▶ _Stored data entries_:
· · ·

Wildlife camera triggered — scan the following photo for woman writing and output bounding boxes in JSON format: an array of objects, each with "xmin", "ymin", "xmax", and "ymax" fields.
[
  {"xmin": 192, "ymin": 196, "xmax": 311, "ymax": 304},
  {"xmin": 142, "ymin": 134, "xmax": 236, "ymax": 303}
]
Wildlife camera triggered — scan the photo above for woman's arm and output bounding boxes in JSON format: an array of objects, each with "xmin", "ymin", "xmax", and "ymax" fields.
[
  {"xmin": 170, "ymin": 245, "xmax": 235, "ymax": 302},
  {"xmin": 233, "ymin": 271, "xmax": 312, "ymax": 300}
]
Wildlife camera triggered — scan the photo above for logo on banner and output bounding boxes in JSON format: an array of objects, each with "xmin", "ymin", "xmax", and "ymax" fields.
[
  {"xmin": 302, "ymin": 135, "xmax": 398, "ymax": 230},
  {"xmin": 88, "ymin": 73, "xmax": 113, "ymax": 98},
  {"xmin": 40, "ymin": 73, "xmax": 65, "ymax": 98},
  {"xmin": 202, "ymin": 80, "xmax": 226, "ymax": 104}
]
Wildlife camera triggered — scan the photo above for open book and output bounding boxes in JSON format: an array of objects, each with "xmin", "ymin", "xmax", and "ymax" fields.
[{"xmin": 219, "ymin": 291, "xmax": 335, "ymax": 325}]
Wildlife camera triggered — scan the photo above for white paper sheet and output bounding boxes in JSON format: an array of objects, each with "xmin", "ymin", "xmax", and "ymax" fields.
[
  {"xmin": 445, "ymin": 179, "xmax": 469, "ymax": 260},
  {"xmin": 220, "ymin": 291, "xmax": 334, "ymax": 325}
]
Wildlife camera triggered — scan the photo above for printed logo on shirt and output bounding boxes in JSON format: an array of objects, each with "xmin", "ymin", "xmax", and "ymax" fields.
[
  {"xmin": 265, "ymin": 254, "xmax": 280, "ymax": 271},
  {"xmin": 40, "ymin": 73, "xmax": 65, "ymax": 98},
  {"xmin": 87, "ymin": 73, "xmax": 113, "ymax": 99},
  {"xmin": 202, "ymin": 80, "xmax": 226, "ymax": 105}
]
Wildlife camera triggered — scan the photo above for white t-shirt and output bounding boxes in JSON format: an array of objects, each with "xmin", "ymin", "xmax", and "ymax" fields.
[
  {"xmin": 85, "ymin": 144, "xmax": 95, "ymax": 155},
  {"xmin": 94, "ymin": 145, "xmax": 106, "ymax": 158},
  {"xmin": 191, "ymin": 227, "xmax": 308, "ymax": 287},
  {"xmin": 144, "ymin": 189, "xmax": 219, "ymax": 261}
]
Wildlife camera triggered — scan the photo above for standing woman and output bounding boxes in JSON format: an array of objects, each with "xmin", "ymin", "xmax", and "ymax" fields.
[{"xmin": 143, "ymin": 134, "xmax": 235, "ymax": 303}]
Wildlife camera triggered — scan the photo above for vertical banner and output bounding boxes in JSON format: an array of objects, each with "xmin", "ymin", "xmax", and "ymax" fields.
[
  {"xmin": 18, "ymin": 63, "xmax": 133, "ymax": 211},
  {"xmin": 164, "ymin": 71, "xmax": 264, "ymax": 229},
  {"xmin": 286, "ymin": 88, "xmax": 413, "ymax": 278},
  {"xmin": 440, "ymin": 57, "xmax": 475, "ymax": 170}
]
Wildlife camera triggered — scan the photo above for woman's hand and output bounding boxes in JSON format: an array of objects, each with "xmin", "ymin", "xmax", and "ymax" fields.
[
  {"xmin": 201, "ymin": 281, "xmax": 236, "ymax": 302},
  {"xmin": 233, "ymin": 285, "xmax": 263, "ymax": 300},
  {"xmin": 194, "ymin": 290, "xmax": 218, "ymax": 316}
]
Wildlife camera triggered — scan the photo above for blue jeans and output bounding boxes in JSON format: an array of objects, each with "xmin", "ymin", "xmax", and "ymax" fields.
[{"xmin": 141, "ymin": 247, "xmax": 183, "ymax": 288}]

· · ·

▶ _Aim of the task_:
Take the data above and return it exactly.

▶ _Written answer_:
Wildlife camera triggered — scan the following photo for woman writing and output bounding boxes in JSON format: an array of objects, each with "xmin", "ymin", "xmax", and "ymax" fields.
[
  {"xmin": 192, "ymin": 196, "xmax": 311, "ymax": 304},
  {"xmin": 142, "ymin": 134, "xmax": 236, "ymax": 303}
]
Wildlife camera triggered — scan the photo above for woman's arm and output bounding boxes in JSON format: an array of objects, each with "xmin", "ymin", "xmax", and "ymax" fields.
[
  {"xmin": 170, "ymin": 245, "xmax": 235, "ymax": 302},
  {"xmin": 233, "ymin": 271, "xmax": 312, "ymax": 300}
]
Wildlife camera triggered — scan the photo above for logo on banner and output bounding boxes in JSON format: an array of objects, each with "xmin", "ymin", "xmax", and "ymax" fields.
[
  {"xmin": 302, "ymin": 135, "xmax": 398, "ymax": 230},
  {"xmin": 88, "ymin": 73, "xmax": 113, "ymax": 98},
  {"xmin": 40, "ymin": 73, "xmax": 65, "ymax": 98},
  {"xmin": 202, "ymin": 80, "xmax": 226, "ymax": 104}
]
Wildlife camera triggered — scan the photo above for open book and output bounding boxes in JSON format: an array of objects, each with "xmin", "ymin", "xmax", and "ymax" fields.
[{"xmin": 219, "ymin": 291, "xmax": 335, "ymax": 325}]
Wildlife camera triggered — scan the photo above for white paper sheet and output bounding boxes in JSON format: an array of objects, each with "xmin", "ymin", "xmax", and "ymax" fields.
[
  {"xmin": 445, "ymin": 179, "xmax": 469, "ymax": 260},
  {"xmin": 220, "ymin": 291, "xmax": 334, "ymax": 325}
]
Wildlife camera triggered — scan the photo above for printed logo on shirt and output bounding boxes in JSON format: an array of objects, each with "xmin", "ymin", "xmax", and "ymax" fields.
[
  {"xmin": 265, "ymin": 254, "xmax": 280, "ymax": 271},
  {"xmin": 40, "ymin": 73, "xmax": 65, "ymax": 98},
  {"xmin": 87, "ymin": 73, "xmax": 113, "ymax": 99},
  {"xmin": 202, "ymin": 80, "xmax": 226, "ymax": 105}
]
Wildlife camera triggered — scan the photo above for white t-shirt and output bounding boxes in JSON format: an array of objects, each with "xmin", "ymin", "xmax", and "ymax" fields.
[
  {"xmin": 85, "ymin": 144, "xmax": 95, "ymax": 155},
  {"xmin": 94, "ymin": 145, "xmax": 106, "ymax": 158},
  {"xmin": 191, "ymin": 227, "xmax": 308, "ymax": 287},
  {"xmin": 144, "ymin": 189, "xmax": 219, "ymax": 261}
]
Wildlife camera triggered — scan the photo above for standing woman and output bounding boxes in JSON format: an array of objects, each with "xmin", "ymin", "xmax", and "ymax" fields.
[{"xmin": 143, "ymin": 134, "xmax": 235, "ymax": 303}]
Wildlife camera triggered — scan the photo above for vertical banner and output bounding boxes in JSON format: an array of objects, each with "xmin", "ymin", "xmax", and "ymax" fields.
[
  {"xmin": 18, "ymin": 63, "xmax": 133, "ymax": 211},
  {"xmin": 164, "ymin": 71, "xmax": 264, "ymax": 229},
  {"xmin": 286, "ymin": 88, "xmax": 413, "ymax": 278},
  {"xmin": 440, "ymin": 57, "xmax": 475, "ymax": 170}
]
Wildlife camera triggered — scan the photo above for woman's hand and output bounding boxes in JSON format: an array of objects, each with "xmin", "ymin", "xmax", and "ymax" fields.
[
  {"xmin": 201, "ymin": 281, "xmax": 236, "ymax": 302},
  {"xmin": 233, "ymin": 285, "xmax": 263, "ymax": 300},
  {"xmin": 194, "ymin": 290, "xmax": 218, "ymax": 316}
]
Wildlife camera triggered — scan the photo above for blue jeans and output bounding boxes in JSON format: an array of objects, each with "xmin", "ymin", "xmax", and "ymax" fields.
[{"xmin": 141, "ymin": 247, "xmax": 183, "ymax": 288}]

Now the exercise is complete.